- [The exercise] In the material below, from the line with "Category: flower arrangement" to the line with "pixel 1082 824", switch "Annotate" to "Mark" and give only those lines again, with everything else unchanged.

>> BEGIN Data shown

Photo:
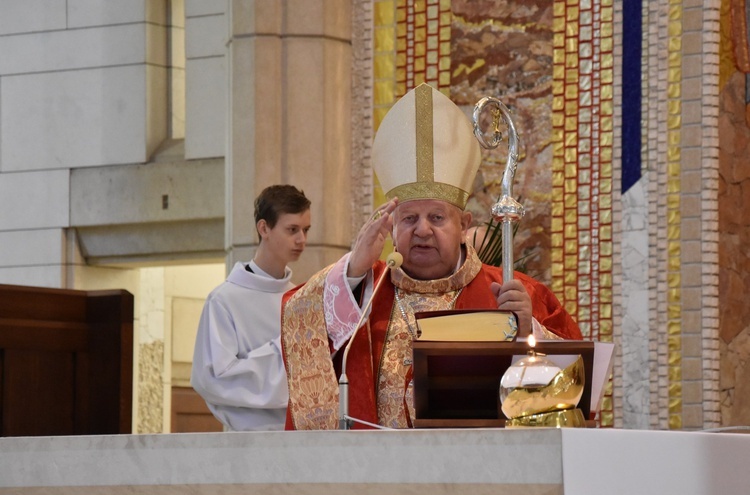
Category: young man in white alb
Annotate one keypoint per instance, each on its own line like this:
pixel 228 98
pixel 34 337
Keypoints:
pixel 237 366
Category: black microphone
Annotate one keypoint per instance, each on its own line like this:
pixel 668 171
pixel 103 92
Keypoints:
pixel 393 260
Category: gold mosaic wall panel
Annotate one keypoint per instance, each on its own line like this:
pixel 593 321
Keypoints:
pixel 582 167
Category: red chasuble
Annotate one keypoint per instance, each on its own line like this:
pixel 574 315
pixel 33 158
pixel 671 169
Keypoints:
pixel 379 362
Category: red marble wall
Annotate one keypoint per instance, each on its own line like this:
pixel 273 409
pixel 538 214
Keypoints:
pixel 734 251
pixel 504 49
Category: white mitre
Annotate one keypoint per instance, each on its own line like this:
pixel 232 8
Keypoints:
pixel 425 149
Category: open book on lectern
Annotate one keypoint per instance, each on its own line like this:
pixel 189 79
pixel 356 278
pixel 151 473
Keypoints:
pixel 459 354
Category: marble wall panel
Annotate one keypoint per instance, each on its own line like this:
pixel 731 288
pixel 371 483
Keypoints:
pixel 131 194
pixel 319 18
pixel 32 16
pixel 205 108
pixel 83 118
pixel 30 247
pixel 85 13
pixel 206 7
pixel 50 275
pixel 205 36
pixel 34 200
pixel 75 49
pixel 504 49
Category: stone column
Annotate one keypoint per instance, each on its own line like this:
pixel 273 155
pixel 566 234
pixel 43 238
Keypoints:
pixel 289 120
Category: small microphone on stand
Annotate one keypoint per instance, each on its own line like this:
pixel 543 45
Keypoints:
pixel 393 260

>> END Data shown
>> BEGIN Data shown

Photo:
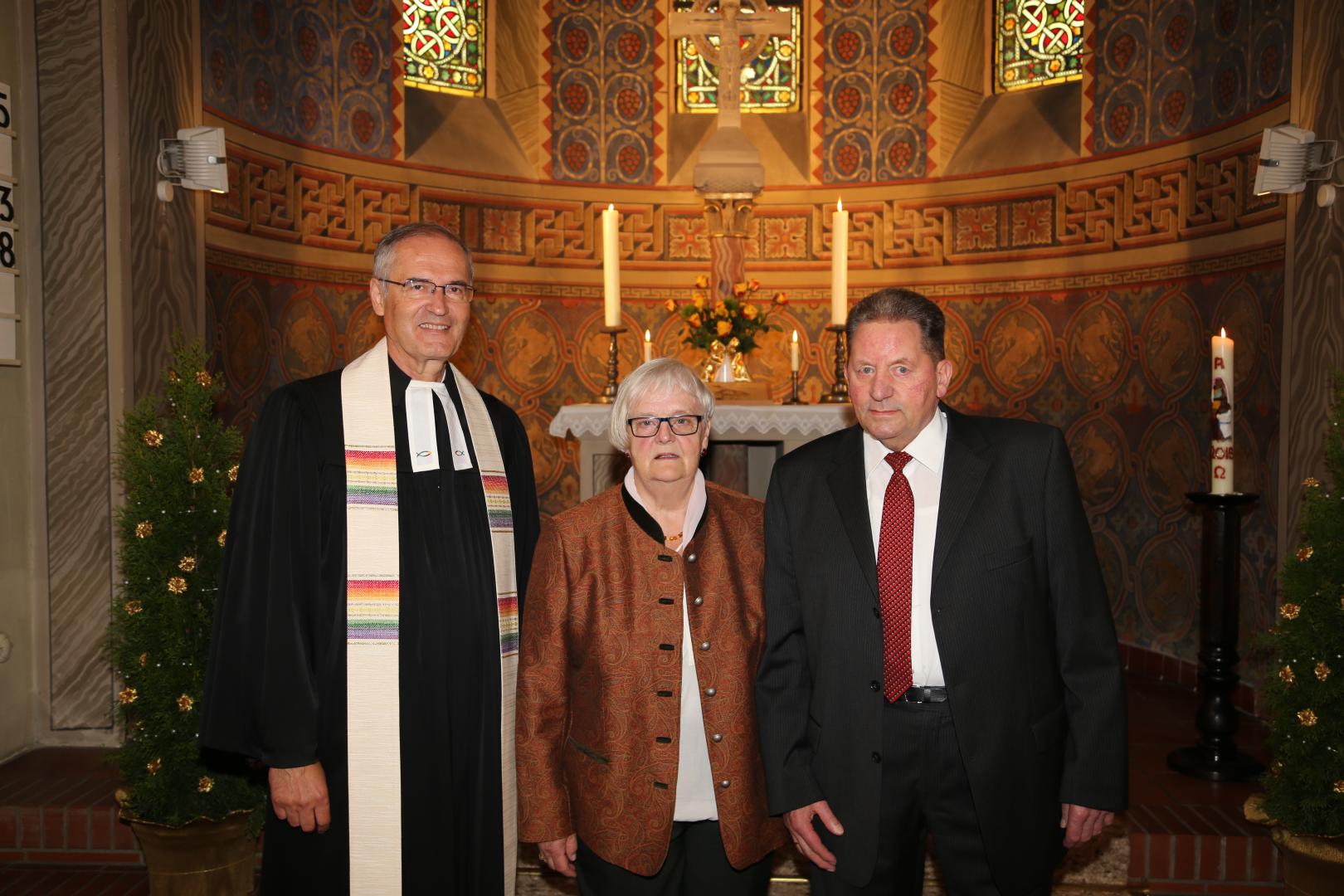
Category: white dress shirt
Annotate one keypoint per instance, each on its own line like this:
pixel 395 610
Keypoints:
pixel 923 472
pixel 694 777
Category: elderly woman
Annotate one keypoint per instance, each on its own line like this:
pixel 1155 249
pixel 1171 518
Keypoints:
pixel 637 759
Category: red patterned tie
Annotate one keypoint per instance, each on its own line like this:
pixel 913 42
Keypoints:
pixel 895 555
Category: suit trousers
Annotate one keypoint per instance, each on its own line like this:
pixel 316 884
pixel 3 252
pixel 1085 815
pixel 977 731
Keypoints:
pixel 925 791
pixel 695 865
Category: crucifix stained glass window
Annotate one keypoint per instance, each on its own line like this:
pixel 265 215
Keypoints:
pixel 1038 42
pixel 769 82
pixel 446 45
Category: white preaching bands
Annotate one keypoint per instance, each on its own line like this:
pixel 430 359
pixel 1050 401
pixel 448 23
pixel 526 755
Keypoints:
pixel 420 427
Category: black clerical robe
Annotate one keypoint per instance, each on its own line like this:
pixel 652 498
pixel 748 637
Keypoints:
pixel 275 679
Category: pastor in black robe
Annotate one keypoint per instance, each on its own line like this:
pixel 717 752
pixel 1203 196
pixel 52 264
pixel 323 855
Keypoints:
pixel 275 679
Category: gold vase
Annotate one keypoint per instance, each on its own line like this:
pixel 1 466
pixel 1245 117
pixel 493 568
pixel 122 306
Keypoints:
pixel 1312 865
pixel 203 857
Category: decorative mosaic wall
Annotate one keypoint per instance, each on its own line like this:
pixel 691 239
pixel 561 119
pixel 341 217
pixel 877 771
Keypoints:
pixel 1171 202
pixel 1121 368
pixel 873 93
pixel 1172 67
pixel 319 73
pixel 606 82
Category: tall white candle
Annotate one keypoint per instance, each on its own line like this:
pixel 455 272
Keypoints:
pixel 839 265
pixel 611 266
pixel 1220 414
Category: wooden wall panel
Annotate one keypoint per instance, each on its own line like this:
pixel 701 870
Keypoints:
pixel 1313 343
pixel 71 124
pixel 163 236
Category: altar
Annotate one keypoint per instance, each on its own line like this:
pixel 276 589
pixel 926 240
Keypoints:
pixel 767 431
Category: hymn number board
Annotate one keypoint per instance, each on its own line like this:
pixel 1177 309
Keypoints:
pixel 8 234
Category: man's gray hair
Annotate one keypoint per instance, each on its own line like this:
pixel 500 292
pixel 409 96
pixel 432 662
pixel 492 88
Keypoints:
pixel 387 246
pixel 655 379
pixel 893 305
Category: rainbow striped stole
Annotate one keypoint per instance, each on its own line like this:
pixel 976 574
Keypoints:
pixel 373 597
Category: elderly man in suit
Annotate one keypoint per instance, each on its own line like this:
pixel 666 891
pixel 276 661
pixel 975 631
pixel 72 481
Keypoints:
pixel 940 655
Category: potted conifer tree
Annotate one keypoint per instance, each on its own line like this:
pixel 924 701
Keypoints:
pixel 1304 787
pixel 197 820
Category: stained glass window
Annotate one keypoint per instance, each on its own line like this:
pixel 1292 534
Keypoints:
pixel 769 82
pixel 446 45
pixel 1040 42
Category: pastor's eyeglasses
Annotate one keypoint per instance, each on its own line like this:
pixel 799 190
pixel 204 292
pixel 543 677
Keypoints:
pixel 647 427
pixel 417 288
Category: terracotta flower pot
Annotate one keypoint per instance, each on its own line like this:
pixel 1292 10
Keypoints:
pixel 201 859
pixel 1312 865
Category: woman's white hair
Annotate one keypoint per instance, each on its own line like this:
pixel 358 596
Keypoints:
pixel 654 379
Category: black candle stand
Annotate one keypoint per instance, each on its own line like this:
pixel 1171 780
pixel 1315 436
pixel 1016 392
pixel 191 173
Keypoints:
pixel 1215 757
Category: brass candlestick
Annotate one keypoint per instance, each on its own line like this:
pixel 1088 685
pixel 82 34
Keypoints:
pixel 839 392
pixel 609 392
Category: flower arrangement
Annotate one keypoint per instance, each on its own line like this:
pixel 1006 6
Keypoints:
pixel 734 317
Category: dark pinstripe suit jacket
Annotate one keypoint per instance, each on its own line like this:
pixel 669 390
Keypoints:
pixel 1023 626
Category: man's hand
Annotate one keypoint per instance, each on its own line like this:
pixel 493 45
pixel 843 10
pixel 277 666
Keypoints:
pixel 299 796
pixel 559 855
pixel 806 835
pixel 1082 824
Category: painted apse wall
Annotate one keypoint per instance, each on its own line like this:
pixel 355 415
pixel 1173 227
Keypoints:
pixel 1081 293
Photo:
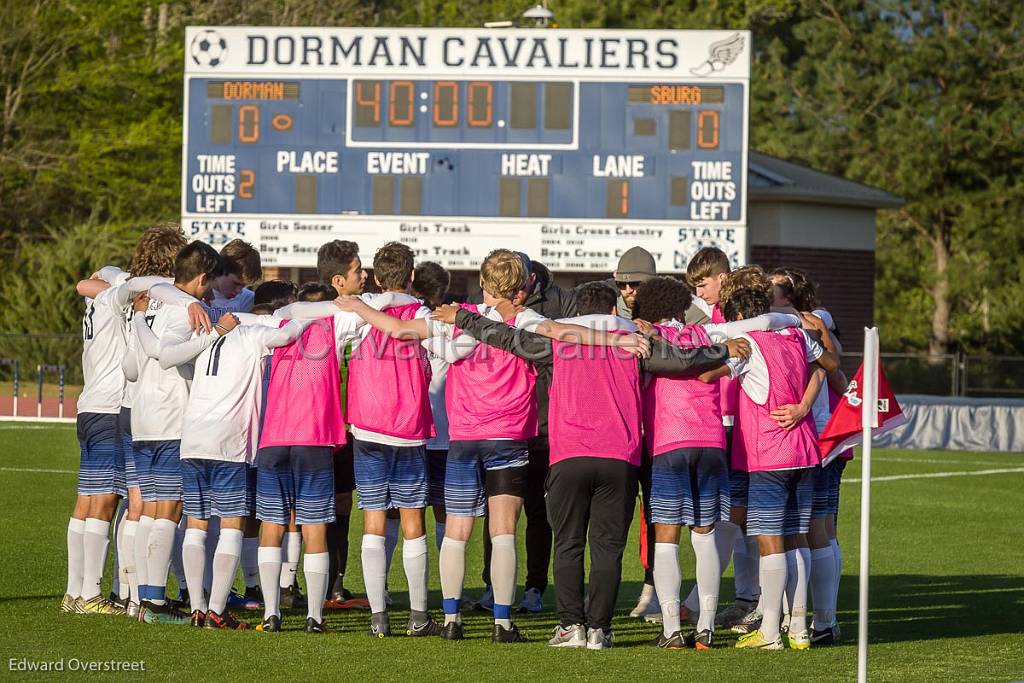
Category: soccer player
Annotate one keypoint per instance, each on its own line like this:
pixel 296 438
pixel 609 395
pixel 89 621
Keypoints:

>> END Data shown

- [Output for this task]
Category: flower arrangement
Mark one keypoint per instance, each on its own line like this:
pixel 1006 6
Keypoints:
pixel 734 317
Category: dark pinstripe suit jacket
Mark one keypoint per instance, each on its own line like this:
pixel 669 390
Keypoints:
pixel 1023 626
Category: man's hand
Mark one keypoint per instance, each on its own line like this:
pixel 493 45
pixel 843 10
pixel 277 666
Keypoints:
pixel 299 796
pixel 559 855
pixel 806 835
pixel 1082 824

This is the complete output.